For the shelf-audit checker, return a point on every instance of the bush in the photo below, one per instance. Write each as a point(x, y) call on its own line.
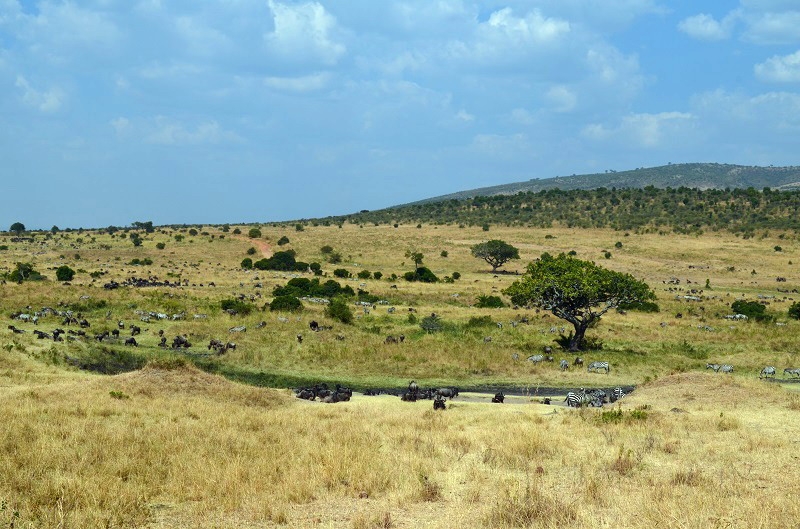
point(490, 302)
point(236, 305)
point(65, 273)
point(421, 274)
point(286, 304)
point(752, 309)
point(338, 309)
◆ ◆ ◆
*SHORT EXERCISE:* Lay out the items above as a JSON list of strings with one string per line. Skip blank lines and leave out the pictures.

*TASK OUTPUT:*
[
  "For the shelf-audit checker, return a point on every instance of the bush in the photo below, one per instance. Write each as a point(x, y) call on its own line.",
  "point(490, 302)",
  "point(236, 305)",
  "point(65, 273)",
  "point(421, 274)",
  "point(286, 304)",
  "point(752, 309)",
  "point(338, 309)"
]